» **Page excerpt**
▼

Welcome to O'Block is the debut studio album by American rapper King Von and the only one to be released during his lifetime. It was released on October 30, 2020, through Only the Family and Empire Distribution. Welcome to O'Block was released just a week before King Von was shot and killed on November 6, 2020. The album features chief production from Chopsquad DJ and guest appearances from Dreezy, Fivio Foreign, Lil Durk, Moneybagg Yo, Polo G and Prince Dre. It peaked at number 5 on the Billboard 200, after his death. 

Von explained the key difference between his mixtape Levon James and Welcome to O'Block: "If you're doing something and keep doing it, you're gonna get better results. Everything better. It is the one for real, I've been working hard. Complex said the album sees Von "reflecting with an acute lyrical clarity on his rise and how newfound fame could impact his own life and the lives of his loved ones", while Revolt noted of the drill album: "Often rapping about Chicago and his well-respected neighborhood, this album most certainly paints the vivid picture of his cinematic lyrics while portraying his stand-out cadences through each record".

▲

[Rows from a dataset]
▼

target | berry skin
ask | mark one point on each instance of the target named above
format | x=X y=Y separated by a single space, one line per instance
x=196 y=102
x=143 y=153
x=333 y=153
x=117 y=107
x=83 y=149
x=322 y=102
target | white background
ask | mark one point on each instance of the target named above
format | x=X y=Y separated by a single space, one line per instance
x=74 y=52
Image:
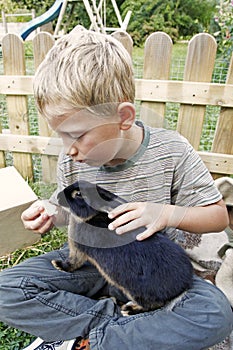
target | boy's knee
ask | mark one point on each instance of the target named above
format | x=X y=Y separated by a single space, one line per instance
x=10 y=294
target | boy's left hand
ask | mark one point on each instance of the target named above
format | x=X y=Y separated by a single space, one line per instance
x=130 y=216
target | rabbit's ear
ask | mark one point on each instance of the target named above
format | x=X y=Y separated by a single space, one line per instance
x=106 y=195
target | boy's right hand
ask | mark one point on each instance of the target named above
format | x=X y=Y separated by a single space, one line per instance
x=36 y=219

▲

» **Work to complete**
A: Answer these questions about the album text:
(i) On what date was Welcome to O'Block released?
(ii) Who provided chief production on the album?
(iii) What is the name of the mixtape that Von compared with Welcome to O'Block?
B: Put everything in the records from the line containing "target | rabbit's ear" down to the end of the records, both ends included, into a JSON list of strings with one string per line and blank lines left out.
The text and the records were taken from separate sources.

» **Replies**
A:
(i) October 30, 2020
(ii) Chopsquad DJ
(iii) Levon James

B:
[
  "target | rabbit's ear",
  "ask | mark one point on each instance of the target named above",
  "format | x=X y=Y separated by a single space, one line per instance",
  "x=106 y=195",
  "target | boy's right hand",
  "ask | mark one point on each instance of the target named above",
  "format | x=X y=Y separated by a single space, one line per instance",
  "x=36 y=219"
]